▸ Task instructions
The records below must be returned in full and unaltered.

[Stored data entries]
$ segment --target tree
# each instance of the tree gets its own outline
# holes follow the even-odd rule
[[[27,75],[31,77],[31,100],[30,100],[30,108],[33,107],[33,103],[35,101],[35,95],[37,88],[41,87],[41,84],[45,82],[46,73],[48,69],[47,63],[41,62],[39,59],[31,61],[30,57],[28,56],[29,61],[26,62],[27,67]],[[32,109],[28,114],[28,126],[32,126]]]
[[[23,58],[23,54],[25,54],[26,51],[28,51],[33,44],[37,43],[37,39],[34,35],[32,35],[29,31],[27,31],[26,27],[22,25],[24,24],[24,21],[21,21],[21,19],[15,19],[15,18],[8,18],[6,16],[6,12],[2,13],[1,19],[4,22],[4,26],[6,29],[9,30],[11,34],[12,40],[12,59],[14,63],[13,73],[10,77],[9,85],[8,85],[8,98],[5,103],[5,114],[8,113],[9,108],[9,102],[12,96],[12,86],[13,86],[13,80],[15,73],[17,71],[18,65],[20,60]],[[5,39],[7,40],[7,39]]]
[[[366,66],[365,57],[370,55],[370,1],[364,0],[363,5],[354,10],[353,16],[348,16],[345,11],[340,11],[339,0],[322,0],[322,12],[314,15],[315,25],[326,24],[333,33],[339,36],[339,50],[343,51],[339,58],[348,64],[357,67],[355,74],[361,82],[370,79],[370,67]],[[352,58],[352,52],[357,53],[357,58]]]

▸ Answer to this task
$ segment --target tree
# each instance of the tree gets its own outline
# holes follow the even-odd rule
[[[27,75],[31,77],[31,100],[30,100],[30,108],[33,107],[33,103],[35,101],[35,95],[37,88],[41,87],[41,84],[45,82],[46,73],[48,69],[47,63],[41,62],[39,59],[31,61],[30,57],[28,56],[29,61],[26,62],[27,67]],[[32,109],[28,114],[28,126],[32,126]]]
[[[23,58],[23,54],[25,54],[26,51],[28,51],[33,44],[37,43],[37,39],[34,35],[32,35],[29,31],[27,31],[26,27],[22,25],[24,24],[24,21],[21,21],[21,19],[15,19],[15,18],[8,18],[6,16],[6,12],[2,13],[1,19],[4,22],[4,26],[6,29],[9,30],[11,34],[12,40],[12,59],[14,63],[13,73],[10,77],[9,85],[8,85],[8,98],[5,103],[5,114],[8,113],[9,108],[9,102],[12,96],[12,86],[13,86],[13,80],[15,73],[17,71],[18,65],[20,60]],[[5,39],[7,40],[7,39]]]
[[[366,66],[365,57],[370,55],[370,1],[364,0],[363,5],[354,10],[353,16],[348,16],[345,11],[340,11],[339,0],[322,0],[322,12],[314,15],[315,25],[326,24],[333,33],[339,36],[339,50],[343,51],[339,58],[348,64],[357,67],[355,74],[361,82],[370,79],[370,67]],[[352,58],[352,52],[357,53],[357,58]]]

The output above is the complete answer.